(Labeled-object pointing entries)
----

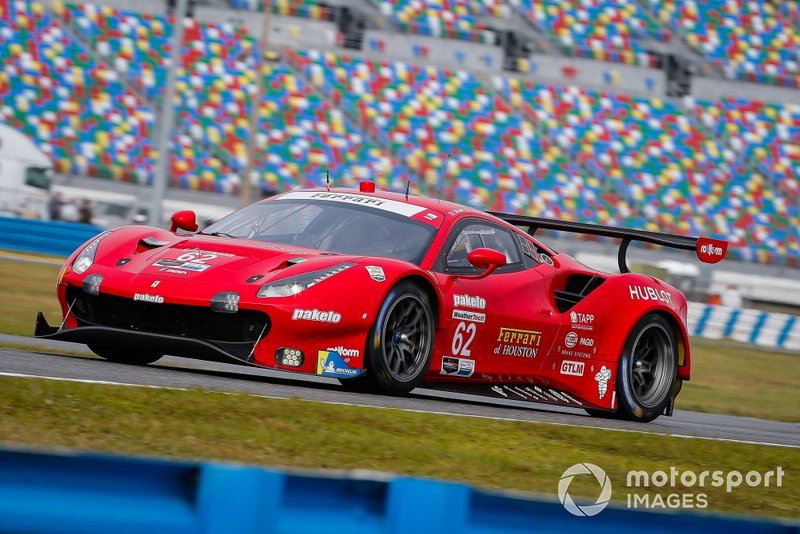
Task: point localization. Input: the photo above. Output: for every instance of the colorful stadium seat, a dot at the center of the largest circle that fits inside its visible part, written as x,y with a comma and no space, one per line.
751,40
452,19
607,30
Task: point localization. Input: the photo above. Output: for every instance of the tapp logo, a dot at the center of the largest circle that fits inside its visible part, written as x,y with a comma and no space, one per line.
316,315
468,301
144,297
581,318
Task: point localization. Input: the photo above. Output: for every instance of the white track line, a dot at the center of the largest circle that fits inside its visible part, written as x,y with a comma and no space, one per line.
411,410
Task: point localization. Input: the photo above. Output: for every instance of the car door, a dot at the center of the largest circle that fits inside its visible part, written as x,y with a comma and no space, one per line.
500,326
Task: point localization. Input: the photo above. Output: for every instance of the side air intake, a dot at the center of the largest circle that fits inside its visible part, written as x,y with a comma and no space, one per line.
578,287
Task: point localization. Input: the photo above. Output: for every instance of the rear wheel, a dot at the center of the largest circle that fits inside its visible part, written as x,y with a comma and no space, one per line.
125,355
647,369
400,343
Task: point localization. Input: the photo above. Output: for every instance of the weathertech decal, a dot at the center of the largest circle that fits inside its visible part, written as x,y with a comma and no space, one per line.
402,208
468,301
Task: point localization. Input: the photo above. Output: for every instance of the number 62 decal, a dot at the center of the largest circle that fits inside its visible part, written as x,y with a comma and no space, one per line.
460,345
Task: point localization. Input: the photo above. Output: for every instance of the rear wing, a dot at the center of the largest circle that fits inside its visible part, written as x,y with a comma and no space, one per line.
707,249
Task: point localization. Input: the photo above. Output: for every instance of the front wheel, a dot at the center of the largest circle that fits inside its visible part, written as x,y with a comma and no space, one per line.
400,343
647,369
125,355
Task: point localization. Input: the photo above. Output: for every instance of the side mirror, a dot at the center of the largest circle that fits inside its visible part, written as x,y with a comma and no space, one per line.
484,258
184,220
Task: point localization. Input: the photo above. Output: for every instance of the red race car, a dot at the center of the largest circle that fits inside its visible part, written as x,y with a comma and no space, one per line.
386,292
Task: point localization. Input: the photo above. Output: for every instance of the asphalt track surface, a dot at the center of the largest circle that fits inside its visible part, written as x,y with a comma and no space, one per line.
172,372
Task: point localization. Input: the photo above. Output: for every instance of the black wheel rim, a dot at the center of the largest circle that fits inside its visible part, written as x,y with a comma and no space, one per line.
406,338
651,365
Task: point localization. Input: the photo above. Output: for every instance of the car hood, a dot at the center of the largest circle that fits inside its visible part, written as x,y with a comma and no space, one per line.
206,258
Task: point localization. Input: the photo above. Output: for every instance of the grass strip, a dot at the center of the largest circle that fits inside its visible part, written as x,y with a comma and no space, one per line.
294,433
725,379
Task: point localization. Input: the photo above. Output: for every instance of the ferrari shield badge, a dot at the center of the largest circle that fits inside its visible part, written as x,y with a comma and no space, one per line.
376,273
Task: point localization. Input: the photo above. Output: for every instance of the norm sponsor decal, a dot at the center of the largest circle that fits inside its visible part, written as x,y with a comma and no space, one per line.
316,315
457,366
330,363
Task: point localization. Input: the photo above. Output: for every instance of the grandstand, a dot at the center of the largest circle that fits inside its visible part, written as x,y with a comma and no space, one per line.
583,110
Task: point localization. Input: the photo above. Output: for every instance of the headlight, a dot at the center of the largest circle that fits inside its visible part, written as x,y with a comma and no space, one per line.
295,284
86,258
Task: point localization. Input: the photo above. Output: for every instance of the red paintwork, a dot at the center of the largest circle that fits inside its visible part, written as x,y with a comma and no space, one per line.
519,308
185,220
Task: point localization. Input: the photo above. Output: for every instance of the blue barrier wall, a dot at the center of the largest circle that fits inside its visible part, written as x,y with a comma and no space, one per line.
777,330
44,237
82,493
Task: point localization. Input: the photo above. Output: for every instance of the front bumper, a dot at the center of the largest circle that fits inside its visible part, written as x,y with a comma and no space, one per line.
218,351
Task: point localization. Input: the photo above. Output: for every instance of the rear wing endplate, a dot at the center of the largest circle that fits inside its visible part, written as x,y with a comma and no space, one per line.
708,250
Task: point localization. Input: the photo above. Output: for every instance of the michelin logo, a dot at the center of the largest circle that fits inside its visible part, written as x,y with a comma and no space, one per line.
330,363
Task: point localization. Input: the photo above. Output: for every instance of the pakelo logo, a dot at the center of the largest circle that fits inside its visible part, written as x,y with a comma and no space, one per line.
468,301
572,368
144,297
316,315
571,340
586,510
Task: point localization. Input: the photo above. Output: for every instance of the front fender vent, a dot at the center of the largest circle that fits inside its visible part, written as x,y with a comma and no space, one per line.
578,287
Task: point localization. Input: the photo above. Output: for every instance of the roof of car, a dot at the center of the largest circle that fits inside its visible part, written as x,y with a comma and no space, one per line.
441,206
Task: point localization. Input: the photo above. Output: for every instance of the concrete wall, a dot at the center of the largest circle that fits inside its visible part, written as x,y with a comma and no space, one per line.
443,52
602,75
283,31
717,88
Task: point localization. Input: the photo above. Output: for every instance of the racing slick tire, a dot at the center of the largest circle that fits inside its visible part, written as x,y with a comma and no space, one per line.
400,342
648,370
125,355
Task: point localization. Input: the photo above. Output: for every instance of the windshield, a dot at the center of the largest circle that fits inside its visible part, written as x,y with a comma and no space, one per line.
331,226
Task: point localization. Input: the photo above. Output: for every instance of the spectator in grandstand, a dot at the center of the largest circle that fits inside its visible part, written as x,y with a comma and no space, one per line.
731,297
69,212
54,206
85,212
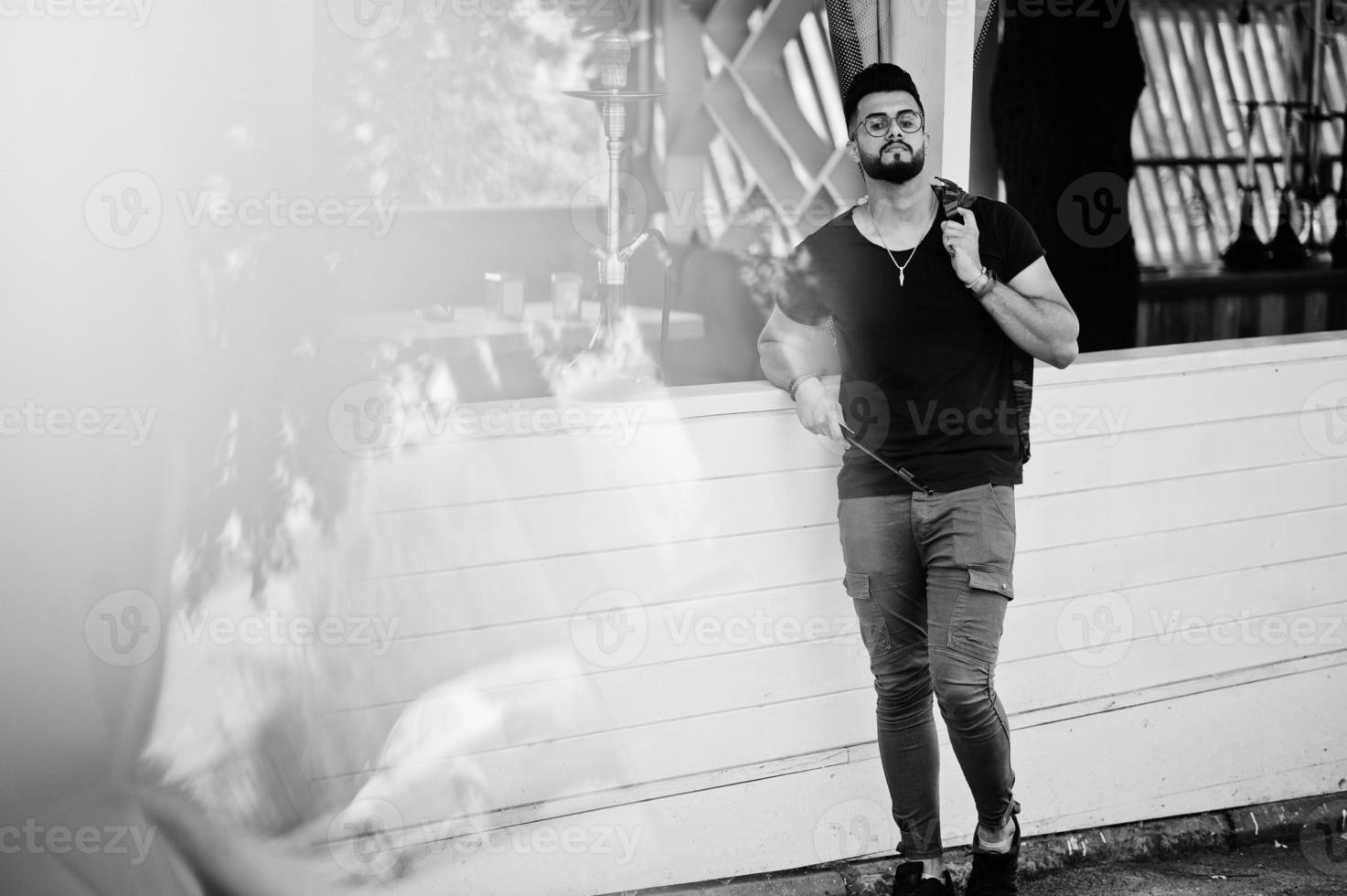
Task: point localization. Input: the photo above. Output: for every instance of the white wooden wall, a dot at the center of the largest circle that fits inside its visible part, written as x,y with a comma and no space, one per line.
1204,481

----

**Set task**
Repeat the lines above exactly, and keep every picture out.

**Solution for this exercise**
Task: point localization. Input: the photo above. Output: for every instance of the colorful stadium seat, a dot at the center of the largest circle that fits inside its visible part, written as x,y with a comma and no space, one per line.
751,40
452,19
607,30
Task: point localization. Input: the photo above. Output: for every instance of the tapp logo, a dot at the center of the largest circle that fits inside its visible part, written as x,y with a comma and no space, one per line.
316,315
468,301
144,297
581,318
Task: point localization. Input: the photo above. Output: for every instance of the white track line, a dot at the center of the largest circle that fits inside its visible part, written as x,y with a comma and no space, one per line.
411,410
Task: point localization. Input: the photo above. Output: for every instance of the car door, a dot at the center of the largest circle that fits inside its visible part, written as x,y with a comma and no space, one per line.
500,326
Task: point localization. Input: the photo above. Output: for every instance of the side air intake, a dot at the center of the largest circle that fits inside its visible part, written as x,y with a comma and no space, one per line.
578,287
Task: point localization. Input: the photo above. Output: for every instance of the rear wheel, a dot at the center of the largest circle that fits inside its visible part, written as x,y with a comma and no space, one per line.
125,355
647,369
400,343
Task: point localization. Input: the photo above. Output: for every instance of the weathertech decal, a dot at the center of the largest circle that fits inside its visible part, written as x,y with a comma and no space, one per line.
402,208
468,301
Task: point localization. Input: the photo above. Output: for every instance of the number 62 decal, a dot at the center of the largest circle that fits inside its visible part, written as x,y with a comma and no space, one per line.
460,345
Task: point localization. Input: the photo above. Output: for every instance of the rear wing, a dot at the center of the largest circle that fits inside its visible part, written as x,y with a comma and no space, one per line.
707,249
Task: point localization. Input: the photo above. Output: for every instance of the front wheel, a dot at the center of the largest circle that fits inside its visible part, written as x,y with a comma and no space, one per line.
400,343
647,369
125,355
Task: point localization. Input: the photo above. Output: for every instance of the side mirror, a dot at the center of the largest circle that fits inside its visible part, written as x,y with a comma and no space, one per line.
484,258
184,220
Task: point localization. Input: the photo above. Output: for every instance of the red race car, a dot at the center of the largest circle that fits inside its visible part, written as x,y with a comma and no space, one per line.
386,292
Task: point localization. Input: the photo above. Output: for every instance of the asphalt track surface, a dot at the center of the largest circle that fits inside its visible part, written as x,y with a comma and no space, one per line.
172,372
Task: point localization. Input: the photo above. Output: for every instance of the black wheel rim, a dot at the center of the largest circle that fits inside its visible part, written as x,y with a comma and no space, one per line.
406,338
651,365
Task: point localization. Input: the photo above. Output: for every instance of the car hood, a dot at the center of the largest circle that fits inside its visible part, written as x,y with a comma and no space, one per line.
206,258
Task: point localization. Input: the photo above. Output: for every instance of the grass strip, a dot at the center of the largest circle that fits inside its visible part, written as x,y with a comma and no space, one per line.
294,433
725,379
Task: point localization. Input: the photo above. Output: for every instance of the ferrari shield badge, a dot at the center of the largest circle that fits inside its visible part, written as x,y with a comma and no space, one per line.
376,273
Task: point localization. Input: the photo above. Output: for every instance of the norm sponsor decal, a dot at the center of the largest circle that fits inside its visible part, written as x,y with a comma and no space, one per line.
316,315
457,366
330,363
Task: point localization. Input: the photo above. Output: for every instance of the grandstand, a dot at the center of the largest circle that fits inside its visible part, written as x,y with a comma and no space, one per line.
583,110
Task: point localization. Input: the photo above. Output: for every instance of the headlight, a dot at the center of the largest circle that fits inside its visible part, written as x,y with a comma and no space, one per line.
295,284
86,258
Task: point localization. Input: the photo above. Output: for every instance of the red paintwork, a dot at the center of the largest circle that fits inside its visible part, written as x,y with a comma and no space, one per line.
519,308
185,220
Task: point localization. Input: the photo above. Output: for every instance of the blue barrier wall, a dot at the center of the largest circle that fits inside its visible part, written as x,y with a comma and no space, one per line.
777,330
44,237
82,493
Task: point localization. Input: the photo above. Output: for every instance of the front bumper, a dot at the center of the largest circle that fits inside its visible part, written as x,y with a comma and no space, one per line.
218,351
Task: point localization. Input: the photo above. Output: for every instance of the rear wing endplate, a dot at the center of the largest circle that fits inside its visible part, written as x,y with a comma and no space, one per line.
708,250
Task: point localization. Input: the photo above. Output: for every instance of the michelin logo, a dot at the center of the largest circle that fits inside its visible part, written as x,y with a comma and no space, one per line.
330,363
Task: point localization. Input: the photo above. Output: for every instance of the pakelo logo, a dot at the center of the largest circle that fits inside its visible part, written as x,y with a comma and no space, one per line.
468,301
572,368
144,297
316,315
571,340
586,510
Task: point localization. Input: the photo above. Output: for every instance of the front fender vent, a dot at the center of the largest circle that fits inside its visible part, written as x,y with a comma and no space, one per line.
578,287
Task: point localization. Input: the photo above. Output: for every instance of the roof of car, a dot at the center of the largest circle that fits inside its visible part, written as x,y with a comma and no space, one per line.
441,206
Task: point localization. Input: the photo above. Output: for every instance of the concrete wall, a dot at the center of the largest circle that fits inside its visible part, written as x,y with a comma and no space, one per line.
443,52
602,75
283,31
717,88
Task: point localization. Input: the photo above. Output: for every instance of the racing slick tire, a dot at the center of the largest circle that fits inside its visible part, written as x,y with a comma and no space, one per line.
400,342
648,370
125,355
Task: point localization. Input: the photo above. Output: for every instance of the windshield, a dot at the center of the largest circle that fits inside its visible part, written as x,y with a comma and no space, one per line.
331,226
Task: point localization. Input: the photo above. Output: for every instance of the spectator in grandstand, a dot at the center of the largest circle that fits inside its visible part, written as x,y with a comma and no space, one per line.
731,297
69,212
54,206
85,212
Task: point localization. Input: the photo above. Output: for every instance of the white wooden wall, a dot at the center of the largest circle that fits inside its visible part, written as x,y with a comma and no space, one per line.
1204,481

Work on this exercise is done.